TASK ITEM
Reproduce the data exactly. Omit no record.

*** Opening RECORDED DATA ***

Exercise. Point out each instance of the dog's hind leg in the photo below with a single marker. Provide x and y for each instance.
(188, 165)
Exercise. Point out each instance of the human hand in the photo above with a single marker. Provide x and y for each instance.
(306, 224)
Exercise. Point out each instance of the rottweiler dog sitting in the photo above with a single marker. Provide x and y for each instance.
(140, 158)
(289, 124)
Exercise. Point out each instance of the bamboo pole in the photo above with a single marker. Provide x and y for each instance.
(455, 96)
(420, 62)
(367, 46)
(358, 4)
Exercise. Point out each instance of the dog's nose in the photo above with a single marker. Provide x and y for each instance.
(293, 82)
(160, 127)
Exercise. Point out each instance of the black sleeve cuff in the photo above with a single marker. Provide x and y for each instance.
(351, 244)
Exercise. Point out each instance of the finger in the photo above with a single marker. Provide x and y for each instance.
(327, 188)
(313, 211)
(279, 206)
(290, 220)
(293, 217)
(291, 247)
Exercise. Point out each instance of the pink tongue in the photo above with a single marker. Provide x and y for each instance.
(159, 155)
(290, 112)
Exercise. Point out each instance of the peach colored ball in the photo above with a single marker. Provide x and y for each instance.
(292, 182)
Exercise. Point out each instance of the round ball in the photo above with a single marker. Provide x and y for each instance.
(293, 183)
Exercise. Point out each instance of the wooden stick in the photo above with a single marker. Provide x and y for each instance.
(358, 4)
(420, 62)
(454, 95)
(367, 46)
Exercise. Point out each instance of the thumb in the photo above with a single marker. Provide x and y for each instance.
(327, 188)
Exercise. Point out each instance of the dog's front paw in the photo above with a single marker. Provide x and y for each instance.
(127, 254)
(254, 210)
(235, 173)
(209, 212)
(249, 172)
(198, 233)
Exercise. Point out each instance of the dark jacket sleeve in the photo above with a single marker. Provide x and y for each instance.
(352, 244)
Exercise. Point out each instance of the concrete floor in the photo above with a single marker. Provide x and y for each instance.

*** Closing RECORDED DATA ***

EXERCISE SOLUTION
Exercise. Point out each instance of the dog's hind leg in the photo below with a single marker. Provide x and y for each instance.
(188, 165)
Exercise. Point out each instance of the human hand in the photo above with a single marker. Provide x and y for each instance.
(306, 224)
Exercise. Point out each instance of the rottweiler dog sitting in the photo above with a single marker. Provide x and y for each instance.
(140, 158)
(289, 124)
Exercise. Point out each instance of the bamboo pole in the photo above with a single marker. Provide x and y for each instance.
(455, 96)
(420, 62)
(367, 46)
(358, 4)
Exercise. Point out each instance of the dog's nose in the photo above with a single marker. Provide x and y for each instance.
(293, 82)
(160, 127)
Exercise. Point out each instance of the black sleeve cuff in the photo above with a single marker. Provide x and y for each instance.
(351, 244)
Exercise. Point out each instance of the finger in the photo above with a single marker. Provide x and y for each instance.
(327, 188)
(313, 211)
(279, 206)
(290, 220)
(293, 217)
(291, 247)
Exercise. Point out each instance of the pink tongue in the photo above with a single marker. Provide x and y for each instance.
(159, 155)
(290, 112)
Exercise. Point out each instance of the peach colored ball in the photo above with a single marker. Provide x and y for each instance.
(292, 182)
Exercise. Point out each instance of the round ball in the photo above with a single marker. Provide x and y for each instance.
(293, 183)
Exercise. Point out each instance of the wooden stick in the photo above with a single marker. Provide x and y for each instance.
(358, 4)
(420, 62)
(454, 95)
(367, 46)
Exercise. Point out each instance of the thumb in the photo above with a single marker. Provide x and y for each instance.
(327, 188)
Exercise. Point out each instance of the dog's front paw in the photo above with a single marker. Provide x and y for each instance.
(127, 254)
(254, 210)
(235, 173)
(209, 212)
(249, 172)
(198, 233)
Exercise. Point out each instance of the dark jacket sleeve in the photo above with a single marker. Provide x and y for each instance.
(352, 244)
Exercise. Point out each instance of the concrete floor in the photo above with a single marker. Provide x and y for each instance.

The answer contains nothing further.